(EXERCICE PROPOSÉ 1): Indiquez le nombre de lignes des entrées ci-dessous qui contiennent la chaîne « grass ». Ne donnez que ce nombre.

I. Une « interprétation fondamentale[7] » de Vatican II

Suivant l’appréciation de Benoît XVI[8], la principale tâche du concile Vatican II était de définir de nouveaux rapports entre l’Église et le monde moderne. Suivant ses propres termes, « le Concile devait définir de façon nouvelle le rapport entre l’Église et l’époque moderne ». Toujours selon Benoît XVI, le contentieux de l’Église catholique avec le monde moderne se cristallisait autour de trois questions : le rapport à la science moderne, à la pensée moderne, notamment la philosophie, et à l’État moderne. Suivant le pape,

on peut dire que s’étaient formés trois cercles de questions qui, […] à l’heure du concile Vatican II, attendaient une réponse. Tout d’abord, il fallait définir de façon nouvelle la relation entre foi et sciences modernes ; cela concernait d’ailleurs, non seulement les sciences naturelles, mais également les sciences historiques […]. En second lieu, il fallait définir de façon nouvelle le rapport entre Église et État moderne […]. Cela était lié, en troisième lieu, de façon plus générale au problème de la tolérance religieuse — une question qui exigeait une nouvelle définition du rapport entre foi chrétienne et religions du monde.

Entrées d'annotation de localisation
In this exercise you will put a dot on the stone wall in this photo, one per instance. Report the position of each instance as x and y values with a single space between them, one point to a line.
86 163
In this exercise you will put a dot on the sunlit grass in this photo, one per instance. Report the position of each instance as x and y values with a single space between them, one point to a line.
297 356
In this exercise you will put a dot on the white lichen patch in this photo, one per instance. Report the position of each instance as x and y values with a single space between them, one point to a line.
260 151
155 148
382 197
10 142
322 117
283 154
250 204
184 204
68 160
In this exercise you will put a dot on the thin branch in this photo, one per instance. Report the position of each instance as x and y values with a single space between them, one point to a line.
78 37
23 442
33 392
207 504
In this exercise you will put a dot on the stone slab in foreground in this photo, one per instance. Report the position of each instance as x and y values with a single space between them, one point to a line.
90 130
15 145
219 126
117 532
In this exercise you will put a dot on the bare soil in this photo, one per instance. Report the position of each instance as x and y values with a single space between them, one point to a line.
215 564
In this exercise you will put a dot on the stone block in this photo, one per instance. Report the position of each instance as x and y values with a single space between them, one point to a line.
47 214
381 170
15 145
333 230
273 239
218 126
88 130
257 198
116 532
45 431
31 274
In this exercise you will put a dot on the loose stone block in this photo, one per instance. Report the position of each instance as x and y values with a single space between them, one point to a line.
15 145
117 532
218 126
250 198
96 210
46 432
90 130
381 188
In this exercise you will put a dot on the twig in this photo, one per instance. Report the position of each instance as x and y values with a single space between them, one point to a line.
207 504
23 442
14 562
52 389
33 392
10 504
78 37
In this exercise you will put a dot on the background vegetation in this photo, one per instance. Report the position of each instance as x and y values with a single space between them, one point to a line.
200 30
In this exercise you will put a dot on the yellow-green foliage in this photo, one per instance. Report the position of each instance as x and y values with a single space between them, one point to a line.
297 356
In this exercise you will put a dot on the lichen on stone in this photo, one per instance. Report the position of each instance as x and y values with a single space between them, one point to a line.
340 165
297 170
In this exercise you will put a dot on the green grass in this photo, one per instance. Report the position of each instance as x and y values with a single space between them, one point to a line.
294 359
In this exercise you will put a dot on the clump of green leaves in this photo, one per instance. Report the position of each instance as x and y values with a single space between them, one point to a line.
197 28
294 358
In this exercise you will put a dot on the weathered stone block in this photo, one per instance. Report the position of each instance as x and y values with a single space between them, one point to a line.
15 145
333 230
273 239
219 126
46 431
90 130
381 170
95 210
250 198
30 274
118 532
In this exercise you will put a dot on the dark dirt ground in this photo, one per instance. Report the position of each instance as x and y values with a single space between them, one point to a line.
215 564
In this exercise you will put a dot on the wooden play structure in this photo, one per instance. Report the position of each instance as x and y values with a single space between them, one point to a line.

(EXERCICE PROPOSÉ 2): Recopiez à l'identique le segment du passage ci-dessus sur le concile Vatican II qui va de « on peut dire » jusqu'à « religions du monde. » inclus.

(RÉPONSE COMPLÈTE 1): 2

(RÉPONSE COMPLÈTE 2):
on peut dire que s’étaient formés trois cercles de questions qui, […] à l’heure du concile Vatican II, attendaient une réponse. Tout d’abord, il fallait définir de façon nouvelle la relation entre foi et sciences modernes ; cela concernait d’ailleurs, non seulement les sciences naturelles, mais également les sciences historiques […]. En second lieu, il fallait définir de façon nouvelle le rapport entre Église et État moderne […]. Cela était lié, en troisième lieu, de façon plus générale au problème de la tolérance religieuse — une question qui exigeait une nouvelle définition du rapport entre foi chrétienne et religions du monde.